TASK INSTRUCTIONS: All records below should be repeated exactly, with the pictures left out.

ENTRIES SUPPLIED:

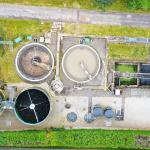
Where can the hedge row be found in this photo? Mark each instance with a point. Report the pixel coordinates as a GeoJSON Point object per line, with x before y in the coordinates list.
{"type": "Point", "coordinates": [80, 138]}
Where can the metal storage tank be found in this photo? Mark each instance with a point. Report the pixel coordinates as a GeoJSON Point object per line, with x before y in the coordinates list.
{"type": "Point", "coordinates": [89, 117]}
{"type": "Point", "coordinates": [32, 106]}
{"type": "Point", "coordinates": [72, 117]}
{"type": "Point", "coordinates": [81, 63]}
{"type": "Point", "coordinates": [34, 62]}
{"type": "Point", "coordinates": [97, 111]}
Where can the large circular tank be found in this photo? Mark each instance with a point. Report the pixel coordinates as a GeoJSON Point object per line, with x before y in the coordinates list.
{"type": "Point", "coordinates": [32, 106]}
{"type": "Point", "coordinates": [81, 63]}
{"type": "Point", "coordinates": [34, 62]}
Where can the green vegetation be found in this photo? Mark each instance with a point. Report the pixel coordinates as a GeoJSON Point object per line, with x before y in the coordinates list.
{"type": "Point", "coordinates": [123, 68]}
{"type": "Point", "coordinates": [106, 30]}
{"type": "Point", "coordinates": [138, 4]}
{"type": "Point", "coordinates": [118, 5]}
{"type": "Point", "coordinates": [95, 138]}
{"type": "Point", "coordinates": [103, 3]}
{"type": "Point", "coordinates": [128, 51]}
{"type": "Point", "coordinates": [116, 51]}
{"type": "Point", "coordinates": [13, 29]}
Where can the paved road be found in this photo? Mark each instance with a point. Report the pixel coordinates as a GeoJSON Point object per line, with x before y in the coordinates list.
{"type": "Point", "coordinates": [72, 15]}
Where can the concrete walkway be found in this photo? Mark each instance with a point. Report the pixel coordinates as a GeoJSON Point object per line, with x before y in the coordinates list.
{"type": "Point", "coordinates": [72, 15]}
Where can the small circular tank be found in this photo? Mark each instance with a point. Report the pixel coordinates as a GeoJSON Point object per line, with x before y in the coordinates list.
{"type": "Point", "coordinates": [32, 106]}
{"type": "Point", "coordinates": [81, 63]}
{"type": "Point", "coordinates": [34, 62]}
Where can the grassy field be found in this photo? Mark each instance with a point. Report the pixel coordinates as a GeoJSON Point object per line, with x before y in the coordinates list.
{"type": "Point", "coordinates": [123, 68]}
{"type": "Point", "coordinates": [119, 5]}
{"type": "Point", "coordinates": [128, 52]}
{"type": "Point", "coordinates": [106, 30]}
{"type": "Point", "coordinates": [116, 51]}
{"type": "Point", "coordinates": [10, 29]}
{"type": "Point", "coordinates": [80, 138]}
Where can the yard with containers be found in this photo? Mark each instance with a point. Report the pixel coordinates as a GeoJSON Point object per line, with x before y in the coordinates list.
{"type": "Point", "coordinates": [61, 138]}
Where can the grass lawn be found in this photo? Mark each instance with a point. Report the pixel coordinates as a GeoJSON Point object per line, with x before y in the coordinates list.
{"type": "Point", "coordinates": [123, 68]}
{"type": "Point", "coordinates": [80, 138]}
{"type": "Point", "coordinates": [119, 5]}
{"type": "Point", "coordinates": [116, 51]}
{"type": "Point", "coordinates": [10, 29]}
{"type": "Point", "coordinates": [128, 51]}
{"type": "Point", "coordinates": [107, 30]}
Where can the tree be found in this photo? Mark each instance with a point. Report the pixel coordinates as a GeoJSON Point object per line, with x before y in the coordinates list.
{"type": "Point", "coordinates": [103, 3]}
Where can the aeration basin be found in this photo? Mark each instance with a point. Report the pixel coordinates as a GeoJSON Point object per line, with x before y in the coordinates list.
{"type": "Point", "coordinates": [34, 62]}
{"type": "Point", "coordinates": [32, 106]}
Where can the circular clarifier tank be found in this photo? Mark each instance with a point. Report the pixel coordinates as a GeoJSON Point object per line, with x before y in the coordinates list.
{"type": "Point", "coordinates": [81, 63]}
{"type": "Point", "coordinates": [32, 106]}
{"type": "Point", "coordinates": [34, 62]}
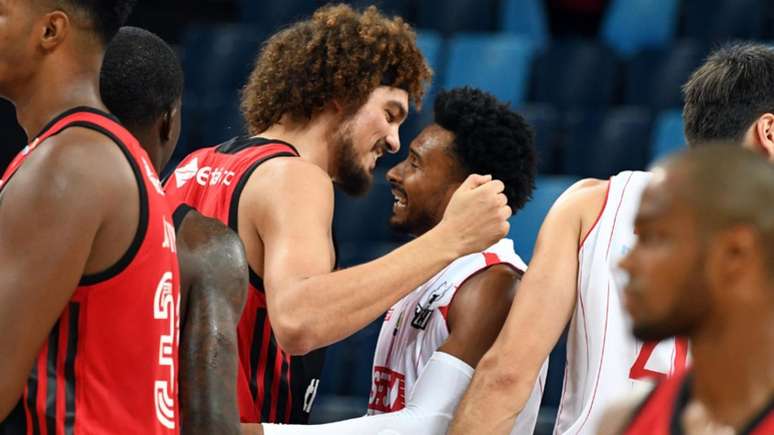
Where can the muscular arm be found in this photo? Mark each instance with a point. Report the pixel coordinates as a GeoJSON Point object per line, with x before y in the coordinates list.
{"type": "Point", "coordinates": [541, 309]}
{"type": "Point", "coordinates": [47, 228]}
{"type": "Point", "coordinates": [311, 307]}
{"type": "Point", "coordinates": [214, 274]}
{"type": "Point", "coordinates": [475, 317]}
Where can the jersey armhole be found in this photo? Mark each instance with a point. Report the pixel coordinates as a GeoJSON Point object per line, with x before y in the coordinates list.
{"type": "Point", "coordinates": [599, 216]}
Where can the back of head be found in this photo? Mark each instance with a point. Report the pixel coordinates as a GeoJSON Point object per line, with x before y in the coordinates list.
{"type": "Point", "coordinates": [490, 138]}
{"type": "Point", "coordinates": [339, 54]}
{"type": "Point", "coordinates": [728, 186]}
{"type": "Point", "coordinates": [141, 77]}
{"type": "Point", "coordinates": [104, 17]}
{"type": "Point", "coordinates": [733, 88]}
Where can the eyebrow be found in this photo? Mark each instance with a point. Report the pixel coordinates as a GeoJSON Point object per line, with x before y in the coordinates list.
{"type": "Point", "coordinates": [402, 111]}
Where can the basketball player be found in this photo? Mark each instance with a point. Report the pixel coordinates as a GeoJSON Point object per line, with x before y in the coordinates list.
{"type": "Point", "coordinates": [703, 267]}
{"type": "Point", "coordinates": [585, 234]}
{"type": "Point", "coordinates": [433, 338]}
{"type": "Point", "coordinates": [141, 82]}
{"type": "Point", "coordinates": [323, 103]}
{"type": "Point", "coordinates": [88, 270]}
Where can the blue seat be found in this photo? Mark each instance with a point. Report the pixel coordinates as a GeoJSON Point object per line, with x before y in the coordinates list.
{"type": "Point", "coordinates": [631, 25]}
{"type": "Point", "coordinates": [546, 123]}
{"type": "Point", "coordinates": [715, 21]}
{"type": "Point", "coordinates": [655, 77]}
{"type": "Point", "coordinates": [575, 73]}
{"type": "Point", "coordinates": [218, 59]}
{"type": "Point", "coordinates": [526, 223]}
{"type": "Point", "coordinates": [525, 18]}
{"type": "Point", "coordinates": [270, 15]}
{"type": "Point", "coordinates": [450, 16]}
{"type": "Point", "coordinates": [496, 63]}
{"type": "Point", "coordinates": [668, 134]}
{"type": "Point", "coordinates": [601, 144]}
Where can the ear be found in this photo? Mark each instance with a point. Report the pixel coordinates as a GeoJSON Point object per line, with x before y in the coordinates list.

ANSWER TO THE EXERCISE:
Where can the hedge row be found in this photo? Mark each instance with a point. Report the pixel coordinates as a GeoJSON Point object per line, with x before y in the coordinates list.
{"type": "Point", "coordinates": [80, 138]}
Where can the metal storage tank be found in this photo? Mark each instance with a point. Report the pixel coordinates as a GeoJSON Point object per line, with x before y in the coordinates list.
{"type": "Point", "coordinates": [89, 117]}
{"type": "Point", "coordinates": [32, 106]}
{"type": "Point", "coordinates": [72, 117]}
{"type": "Point", "coordinates": [81, 63]}
{"type": "Point", "coordinates": [34, 62]}
{"type": "Point", "coordinates": [97, 111]}
Where can the large circular tank be found in this photo? Mark each instance with a point. Report the pixel coordinates as a GeoJSON Point object per line, with x before y in the coordinates list.
{"type": "Point", "coordinates": [32, 106]}
{"type": "Point", "coordinates": [81, 63]}
{"type": "Point", "coordinates": [34, 62]}
Where can the green vegetation be found in this photo? Mark each instance with a point. Report the pixel coordinates as a GeoJSON Point object per line, with x before y in the coordinates list.
{"type": "Point", "coordinates": [123, 68]}
{"type": "Point", "coordinates": [106, 30]}
{"type": "Point", "coordinates": [138, 4]}
{"type": "Point", "coordinates": [118, 5]}
{"type": "Point", "coordinates": [95, 138]}
{"type": "Point", "coordinates": [103, 3]}
{"type": "Point", "coordinates": [128, 51]}
{"type": "Point", "coordinates": [116, 51]}
{"type": "Point", "coordinates": [13, 29]}
Where can the paved road be found in this photo? Mark each instance with a point. Report the pixel coordinates as a GeoJSON Point object per line, with x before y in the coordinates list.
{"type": "Point", "coordinates": [72, 15]}
Where can the concrete walkway be found in this photo? Mark each instance with a point. Report the pixel coordinates as a GeoJSON Point object per line, with x before y in the coordinates list.
{"type": "Point", "coordinates": [72, 15]}
Where can the small circular tank be found in this photo? Mark each instance with a point. Report the pixel coordinates as a GeoJSON Point object per line, with x before y in the coordinates list.
{"type": "Point", "coordinates": [32, 106]}
{"type": "Point", "coordinates": [81, 63]}
{"type": "Point", "coordinates": [34, 62]}
Where can the grassy field be found in this photo? Mark each instance with a point. Report the pixel coordinates as a GeoJSON Point object per line, with x before y in the coordinates list.
{"type": "Point", "coordinates": [123, 68]}
{"type": "Point", "coordinates": [119, 5]}
{"type": "Point", "coordinates": [128, 52]}
{"type": "Point", "coordinates": [106, 30]}
{"type": "Point", "coordinates": [116, 51]}
{"type": "Point", "coordinates": [10, 29]}
{"type": "Point", "coordinates": [80, 138]}
Where can the yard with containers be found in this photo? Mark each instance with a point. Report the pixel coordinates as a GeoJSON Point object per line, with x before y in the coordinates list.
{"type": "Point", "coordinates": [61, 138]}
Where can the grass lawn be found in this photo? Mark each instance with a point. Report the pixel coordinates as a GeoJSON Point object per line, with x before y in the coordinates list.
{"type": "Point", "coordinates": [123, 68]}
{"type": "Point", "coordinates": [80, 138]}
{"type": "Point", "coordinates": [119, 5]}
{"type": "Point", "coordinates": [116, 51]}
{"type": "Point", "coordinates": [10, 29]}
{"type": "Point", "coordinates": [128, 51]}
{"type": "Point", "coordinates": [107, 30]}
Where can the tree be found in this photo? Mark each instance with a point. Report the pixel coordinates as a GeoJSON Point object per line, with x before y in the coordinates list.
{"type": "Point", "coordinates": [103, 3]}
Where can the aeration basin be found in this photo? Mark each instance with a point. Report the pixel coordinates as a GeoJSON Point object per line, with x before y in the coordinates list.
{"type": "Point", "coordinates": [34, 62]}
{"type": "Point", "coordinates": [32, 106]}
Where can the circular clarifier tank be found in this photo? Mark each instance with a point. Report the pixel coordinates as a GeoJSON Point object per line, with x before y in the coordinates list.
{"type": "Point", "coordinates": [81, 63]}
{"type": "Point", "coordinates": [32, 106]}
{"type": "Point", "coordinates": [34, 62]}
Where can the muscular arm be found in this photo? Mark each instance with a point. Report the pixel coordinates as a GeoJSON Point object per line, with x before y in the coordinates list.
{"type": "Point", "coordinates": [541, 309]}
{"type": "Point", "coordinates": [47, 228]}
{"type": "Point", "coordinates": [311, 307]}
{"type": "Point", "coordinates": [214, 274]}
{"type": "Point", "coordinates": [475, 317]}
Where can the jersey armhole be found in this photo? Mark each instance with a point. Report the pixel coordinates as a GeoJSON Point object per line, with x before y in the coordinates list.
{"type": "Point", "coordinates": [599, 216]}
Where can the back of head be found in this photo? Mark each instance with a point. Report the pixel coordinates as a GeoJSON Point object per line, with x before y in the coordinates list.
{"type": "Point", "coordinates": [490, 138]}
{"type": "Point", "coordinates": [339, 54]}
{"type": "Point", "coordinates": [728, 186]}
{"type": "Point", "coordinates": [141, 77]}
{"type": "Point", "coordinates": [104, 17]}
{"type": "Point", "coordinates": [733, 88]}
Where can the eyebrow be found in this photo? Mark each instance with a point. Report the pixel coordinates as a GeoJSON Point object per line, with x before y in the coordinates list.
{"type": "Point", "coordinates": [402, 111]}
Where can the basketball player be found in this photo? Mark each instance with a point. Report the pixel coordinates as a GeoJSON Point object per line, with x before y in the coordinates list.
{"type": "Point", "coordinates": [703, 267]}
{"type": "Point", "coordinates": [585, 234]}
{"type": "Point", "coordinates": [433, 338]}
{"type": "Point", "coordinates": [141, 82]}
{"type": "Point", "coordinates": [323, 103]}
{"type": "Point", "coordinates": [88, 270]}
Where can the blue seat be found in this photo? Mark each instance with a point. Report the pixel coordinates as a GeoJSON Point object per line, with x before y in the coordinates list.
{"type": "Point", "coordinates": [631, 25]}
{"type": "Point", "coordinates": [546, 123]}
{"type": "Point", "coordinates": [715, 21]}
{"type": "Point", "coordinates": [655, 77]}
{"type": "Point", "coordinates": [575, 73]}
{"type": "Point", "coordinates": [218, 59]}
{"type": "Point", "coordinates": [526, 223]}
{"type": "Point", "coordinates": [525, 18]}
{"type": "Point", "coordinates": [270, 15]}
{"type": "Point", "coordinates": [450, 16]}
{"type": "Point", "coordinates": [496, 63]}
{"type": "Point", "coordinates": [668, 134]}
{"type": "Point", "coordinates": [601, 144]}
Where can the ear be found in this photo? Mark each instance with a point. Report the pixel coordinates as a GeoJSON Point object per line, with x before y in the coordinates list.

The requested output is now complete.